# What is asked
Copy the lines below verbatim, but only from the line containing "the blue sky in the photo above." through the end of the data.

# Records supplied
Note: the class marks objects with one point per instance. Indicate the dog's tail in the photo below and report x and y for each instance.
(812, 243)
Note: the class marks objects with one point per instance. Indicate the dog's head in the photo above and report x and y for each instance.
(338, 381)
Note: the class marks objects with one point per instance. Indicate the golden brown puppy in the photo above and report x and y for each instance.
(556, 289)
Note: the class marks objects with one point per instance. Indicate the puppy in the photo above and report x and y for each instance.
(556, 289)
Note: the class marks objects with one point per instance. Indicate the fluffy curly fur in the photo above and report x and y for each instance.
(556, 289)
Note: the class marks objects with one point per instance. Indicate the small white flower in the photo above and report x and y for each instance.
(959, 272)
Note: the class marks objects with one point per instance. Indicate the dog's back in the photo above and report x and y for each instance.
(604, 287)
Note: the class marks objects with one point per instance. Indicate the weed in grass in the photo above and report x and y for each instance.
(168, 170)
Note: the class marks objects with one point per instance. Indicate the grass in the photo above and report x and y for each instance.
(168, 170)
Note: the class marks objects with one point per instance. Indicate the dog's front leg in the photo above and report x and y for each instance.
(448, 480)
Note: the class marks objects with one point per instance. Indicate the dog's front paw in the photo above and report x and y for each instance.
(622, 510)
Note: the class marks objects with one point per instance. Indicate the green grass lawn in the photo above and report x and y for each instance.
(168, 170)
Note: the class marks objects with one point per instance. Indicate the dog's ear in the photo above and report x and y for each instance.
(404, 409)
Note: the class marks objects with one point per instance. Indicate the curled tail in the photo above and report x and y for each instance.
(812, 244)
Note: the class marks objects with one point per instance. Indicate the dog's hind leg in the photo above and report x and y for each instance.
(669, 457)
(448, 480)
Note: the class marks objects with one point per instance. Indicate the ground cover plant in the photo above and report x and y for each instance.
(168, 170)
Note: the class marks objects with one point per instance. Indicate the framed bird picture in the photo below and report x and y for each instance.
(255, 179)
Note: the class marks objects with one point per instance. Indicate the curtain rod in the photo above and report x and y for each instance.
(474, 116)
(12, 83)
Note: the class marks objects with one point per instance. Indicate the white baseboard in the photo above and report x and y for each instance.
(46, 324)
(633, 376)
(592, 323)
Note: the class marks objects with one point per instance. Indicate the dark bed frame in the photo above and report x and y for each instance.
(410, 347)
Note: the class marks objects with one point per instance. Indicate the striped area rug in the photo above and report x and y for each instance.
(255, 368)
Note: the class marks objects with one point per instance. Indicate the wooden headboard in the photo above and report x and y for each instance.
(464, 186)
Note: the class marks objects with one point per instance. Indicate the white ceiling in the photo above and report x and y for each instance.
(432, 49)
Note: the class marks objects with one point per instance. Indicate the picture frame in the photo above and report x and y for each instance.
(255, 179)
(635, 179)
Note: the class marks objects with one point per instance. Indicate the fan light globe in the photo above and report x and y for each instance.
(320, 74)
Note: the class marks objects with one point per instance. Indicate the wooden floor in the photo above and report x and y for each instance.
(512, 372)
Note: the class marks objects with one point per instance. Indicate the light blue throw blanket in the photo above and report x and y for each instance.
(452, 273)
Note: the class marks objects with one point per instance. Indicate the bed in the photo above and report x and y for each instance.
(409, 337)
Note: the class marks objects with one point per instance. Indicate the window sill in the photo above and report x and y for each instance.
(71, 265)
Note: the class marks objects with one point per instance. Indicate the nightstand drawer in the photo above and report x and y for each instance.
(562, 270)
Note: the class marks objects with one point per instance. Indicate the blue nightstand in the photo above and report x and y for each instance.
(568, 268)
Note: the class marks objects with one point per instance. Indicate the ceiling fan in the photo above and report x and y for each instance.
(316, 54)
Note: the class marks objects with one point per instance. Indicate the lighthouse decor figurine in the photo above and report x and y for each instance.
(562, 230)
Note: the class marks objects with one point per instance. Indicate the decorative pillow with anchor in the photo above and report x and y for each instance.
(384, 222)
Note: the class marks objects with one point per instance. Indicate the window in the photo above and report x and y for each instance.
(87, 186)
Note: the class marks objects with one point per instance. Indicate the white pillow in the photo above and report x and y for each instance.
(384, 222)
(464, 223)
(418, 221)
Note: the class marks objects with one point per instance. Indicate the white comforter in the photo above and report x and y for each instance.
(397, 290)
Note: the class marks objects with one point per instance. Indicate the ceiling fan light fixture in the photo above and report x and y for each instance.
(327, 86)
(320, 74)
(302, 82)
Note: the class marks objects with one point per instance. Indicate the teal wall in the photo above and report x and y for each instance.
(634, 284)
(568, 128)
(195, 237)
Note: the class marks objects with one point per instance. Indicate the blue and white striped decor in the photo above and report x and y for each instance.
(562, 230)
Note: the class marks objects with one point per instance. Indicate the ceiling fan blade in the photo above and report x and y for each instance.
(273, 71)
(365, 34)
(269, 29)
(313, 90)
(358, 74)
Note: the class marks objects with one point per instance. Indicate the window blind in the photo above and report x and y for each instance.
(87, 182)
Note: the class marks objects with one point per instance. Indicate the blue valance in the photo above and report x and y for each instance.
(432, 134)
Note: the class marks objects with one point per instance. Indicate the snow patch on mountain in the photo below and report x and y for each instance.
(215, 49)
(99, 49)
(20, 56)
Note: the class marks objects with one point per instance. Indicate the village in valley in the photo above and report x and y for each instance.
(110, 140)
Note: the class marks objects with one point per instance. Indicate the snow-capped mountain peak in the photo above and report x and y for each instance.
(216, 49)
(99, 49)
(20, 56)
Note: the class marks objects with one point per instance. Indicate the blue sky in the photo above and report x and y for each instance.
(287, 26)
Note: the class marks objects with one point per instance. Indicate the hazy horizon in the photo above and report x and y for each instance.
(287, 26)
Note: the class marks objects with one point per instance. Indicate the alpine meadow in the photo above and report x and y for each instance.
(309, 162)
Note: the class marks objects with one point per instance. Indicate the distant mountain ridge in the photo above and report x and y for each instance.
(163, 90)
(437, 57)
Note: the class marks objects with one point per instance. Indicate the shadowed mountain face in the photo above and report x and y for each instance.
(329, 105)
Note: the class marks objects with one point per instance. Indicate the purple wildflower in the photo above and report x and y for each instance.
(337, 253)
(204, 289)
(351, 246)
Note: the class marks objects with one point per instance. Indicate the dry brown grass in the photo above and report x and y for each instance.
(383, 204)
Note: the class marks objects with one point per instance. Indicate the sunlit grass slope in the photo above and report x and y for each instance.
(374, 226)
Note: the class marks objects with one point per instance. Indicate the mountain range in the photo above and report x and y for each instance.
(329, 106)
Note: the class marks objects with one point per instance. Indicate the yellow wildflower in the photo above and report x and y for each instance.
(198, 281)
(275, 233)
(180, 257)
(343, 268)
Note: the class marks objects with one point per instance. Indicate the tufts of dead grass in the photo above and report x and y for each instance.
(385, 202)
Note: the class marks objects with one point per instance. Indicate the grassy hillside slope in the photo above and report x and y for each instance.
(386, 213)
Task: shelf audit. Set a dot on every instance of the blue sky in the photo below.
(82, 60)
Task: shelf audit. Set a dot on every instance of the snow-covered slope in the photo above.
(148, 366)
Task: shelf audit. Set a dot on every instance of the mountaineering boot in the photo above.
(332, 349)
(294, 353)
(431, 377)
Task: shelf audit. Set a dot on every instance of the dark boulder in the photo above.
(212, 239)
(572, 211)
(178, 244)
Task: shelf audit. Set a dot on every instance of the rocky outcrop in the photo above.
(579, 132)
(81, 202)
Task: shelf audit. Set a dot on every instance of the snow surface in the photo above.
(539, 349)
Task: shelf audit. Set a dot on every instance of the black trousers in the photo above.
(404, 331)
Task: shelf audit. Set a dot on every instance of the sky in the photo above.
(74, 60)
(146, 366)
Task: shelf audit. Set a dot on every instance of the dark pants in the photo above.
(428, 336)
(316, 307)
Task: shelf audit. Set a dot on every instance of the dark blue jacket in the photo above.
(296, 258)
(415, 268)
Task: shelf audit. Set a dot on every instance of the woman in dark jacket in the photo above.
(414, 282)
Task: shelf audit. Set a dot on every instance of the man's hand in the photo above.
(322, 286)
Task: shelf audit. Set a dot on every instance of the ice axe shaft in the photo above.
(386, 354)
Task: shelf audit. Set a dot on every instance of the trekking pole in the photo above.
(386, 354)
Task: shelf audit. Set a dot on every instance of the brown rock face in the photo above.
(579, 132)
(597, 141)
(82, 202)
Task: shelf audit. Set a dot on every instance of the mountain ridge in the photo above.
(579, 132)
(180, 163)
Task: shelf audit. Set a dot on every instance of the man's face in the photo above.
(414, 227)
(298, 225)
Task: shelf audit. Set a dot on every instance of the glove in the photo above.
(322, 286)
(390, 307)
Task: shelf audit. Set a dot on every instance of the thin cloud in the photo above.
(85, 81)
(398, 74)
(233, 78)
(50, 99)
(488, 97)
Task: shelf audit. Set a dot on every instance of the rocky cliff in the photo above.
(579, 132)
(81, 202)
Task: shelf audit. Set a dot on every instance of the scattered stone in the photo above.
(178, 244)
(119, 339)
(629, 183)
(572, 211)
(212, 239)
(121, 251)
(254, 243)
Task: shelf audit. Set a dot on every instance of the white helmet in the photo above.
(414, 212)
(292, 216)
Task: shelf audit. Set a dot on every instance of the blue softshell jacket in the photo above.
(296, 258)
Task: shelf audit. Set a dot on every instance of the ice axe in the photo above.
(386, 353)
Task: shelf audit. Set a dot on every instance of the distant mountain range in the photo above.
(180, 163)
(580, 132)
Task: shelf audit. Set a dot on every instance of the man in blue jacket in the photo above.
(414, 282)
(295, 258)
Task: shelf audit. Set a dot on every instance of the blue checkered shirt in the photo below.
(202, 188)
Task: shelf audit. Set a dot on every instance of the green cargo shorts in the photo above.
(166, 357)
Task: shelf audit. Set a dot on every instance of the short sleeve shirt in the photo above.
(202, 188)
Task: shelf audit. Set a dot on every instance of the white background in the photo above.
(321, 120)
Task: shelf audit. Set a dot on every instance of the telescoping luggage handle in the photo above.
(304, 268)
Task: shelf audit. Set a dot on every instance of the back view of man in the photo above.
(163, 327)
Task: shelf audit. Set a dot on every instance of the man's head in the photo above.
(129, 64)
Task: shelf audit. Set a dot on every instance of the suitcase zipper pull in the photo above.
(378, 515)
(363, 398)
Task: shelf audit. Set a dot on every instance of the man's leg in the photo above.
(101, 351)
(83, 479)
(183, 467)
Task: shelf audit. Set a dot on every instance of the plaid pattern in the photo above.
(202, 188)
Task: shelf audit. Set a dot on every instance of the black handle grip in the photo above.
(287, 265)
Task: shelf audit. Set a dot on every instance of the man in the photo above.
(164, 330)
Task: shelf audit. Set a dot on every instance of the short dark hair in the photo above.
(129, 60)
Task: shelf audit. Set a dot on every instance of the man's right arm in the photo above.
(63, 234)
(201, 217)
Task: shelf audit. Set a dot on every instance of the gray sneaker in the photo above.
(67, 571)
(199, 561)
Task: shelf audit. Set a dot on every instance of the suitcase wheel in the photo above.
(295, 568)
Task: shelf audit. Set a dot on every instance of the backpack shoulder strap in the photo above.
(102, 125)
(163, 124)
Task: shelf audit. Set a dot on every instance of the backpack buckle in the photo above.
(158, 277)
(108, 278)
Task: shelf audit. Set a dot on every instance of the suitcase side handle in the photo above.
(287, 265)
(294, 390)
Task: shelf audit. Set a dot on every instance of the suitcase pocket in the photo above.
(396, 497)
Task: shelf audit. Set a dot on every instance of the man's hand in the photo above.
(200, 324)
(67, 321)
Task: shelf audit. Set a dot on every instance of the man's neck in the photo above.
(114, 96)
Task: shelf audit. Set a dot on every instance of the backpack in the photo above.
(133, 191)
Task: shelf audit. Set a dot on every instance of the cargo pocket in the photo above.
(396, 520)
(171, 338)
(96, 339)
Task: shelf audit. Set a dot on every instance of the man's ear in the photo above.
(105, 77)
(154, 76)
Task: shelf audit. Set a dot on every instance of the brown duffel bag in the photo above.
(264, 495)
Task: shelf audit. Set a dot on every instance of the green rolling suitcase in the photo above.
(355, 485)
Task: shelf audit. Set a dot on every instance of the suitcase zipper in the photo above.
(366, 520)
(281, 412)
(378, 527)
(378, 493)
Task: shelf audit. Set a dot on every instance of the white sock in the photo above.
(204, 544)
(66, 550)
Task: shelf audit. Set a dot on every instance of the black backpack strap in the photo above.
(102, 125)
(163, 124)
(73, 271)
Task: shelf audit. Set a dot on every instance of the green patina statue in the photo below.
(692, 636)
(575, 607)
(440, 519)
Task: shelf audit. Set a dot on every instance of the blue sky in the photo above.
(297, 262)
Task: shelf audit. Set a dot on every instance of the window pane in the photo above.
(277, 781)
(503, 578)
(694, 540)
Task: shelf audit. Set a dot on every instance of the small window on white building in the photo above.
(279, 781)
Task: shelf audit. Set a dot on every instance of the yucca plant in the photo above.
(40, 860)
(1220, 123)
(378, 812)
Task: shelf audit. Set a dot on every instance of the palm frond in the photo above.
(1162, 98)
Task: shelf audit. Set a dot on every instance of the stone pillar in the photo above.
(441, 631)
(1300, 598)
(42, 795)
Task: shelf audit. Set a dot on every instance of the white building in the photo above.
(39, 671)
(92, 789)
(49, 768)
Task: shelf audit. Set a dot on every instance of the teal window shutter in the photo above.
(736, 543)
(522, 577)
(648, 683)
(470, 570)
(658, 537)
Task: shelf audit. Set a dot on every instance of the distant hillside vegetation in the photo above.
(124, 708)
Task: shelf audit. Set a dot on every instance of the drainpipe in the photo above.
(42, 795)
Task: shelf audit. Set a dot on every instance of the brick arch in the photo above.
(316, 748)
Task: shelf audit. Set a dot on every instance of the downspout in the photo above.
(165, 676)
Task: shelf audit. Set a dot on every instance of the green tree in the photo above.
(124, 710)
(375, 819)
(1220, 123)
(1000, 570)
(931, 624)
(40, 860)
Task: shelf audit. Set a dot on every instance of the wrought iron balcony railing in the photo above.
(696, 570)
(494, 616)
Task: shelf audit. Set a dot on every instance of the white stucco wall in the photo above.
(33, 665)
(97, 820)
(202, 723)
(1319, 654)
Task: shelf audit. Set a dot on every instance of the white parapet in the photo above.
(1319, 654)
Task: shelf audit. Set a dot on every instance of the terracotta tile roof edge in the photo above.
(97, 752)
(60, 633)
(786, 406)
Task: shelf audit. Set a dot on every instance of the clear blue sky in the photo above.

# Written solution
Task: shelf audit. Set a dot on every instance of the blue sky in the photo above.
(297, 262)
Task: shelf audit. Set a dot on every instance of the window pane in the photo above.
(277, 781)
(503, 578)
(694, 540)
Task: shelf audit. Set a dot on every instance of the small window on white building in the photo above.
(279, 781)
Task: shelf audit. Set a dot on every instance of the yucca plant in the photo above.
(40, 860)
(1220, 123)
(378, 812)
Task: shelf audit. Set a dot on every instance of the palm frond in the photo above.
(1162, 98)
Task: shelf audit. Set a dot on every instance of the stone pillar in the photo above.
(441, 631)
(1300, 598)
(42, 795)
Task: shelf audit. Set a dot on every instance of the white building in the photo above.
(39, 671)
(92, 789)
(49, 768)
Task: shelf audit. Set a dot on every instance of the teal window shutter in the photo above.
(736, 543)
(522, 577)
(648, 683)
(470, 570)
(658, 537)
Task: shelf audit. Set a dot on every instance of the distant hillside vegetation in the photo above.
(124, 708)
Task: shelf audit. Set a dot on every instance of the drainpipe in the photo above.
(42, 795)
Task: shelf audit. Set a dot on every instance of the brick arch in the photo above.
(316, 748)
Task: shelf audit. Set a dot on every instance of the downspout in the photo above.
(165, 676)
Task: shelf audit. Set a dot on every instance of the green tree in the photo above.
(124, 710)
(375, 819)
(1220, 123)
(1000, 570)
(931, 624)
(40, 860)
Task: shelf audit. Set a dot on every instance of the wrought iron balcony railing in the photo above.
(696, 570)
(494, 616)
Task: shelf audit. Set a dot on every instance of the white stucco wall in the photo above.
(33, 665)
(97, 820)
(202, 723)
(1319, 654)
Task: shelf audit. Set a dot on every instance of the white parapet in the photo above.
(1319, 654)
Task: shelf audit. Set a dot on every instance of the terracotta tile roof edge in the photo above.
(97, 752)
(60, 633)
(786, 406)
Task: shelf audit. Set a dot on every instance of the clear blue sky in the photo above.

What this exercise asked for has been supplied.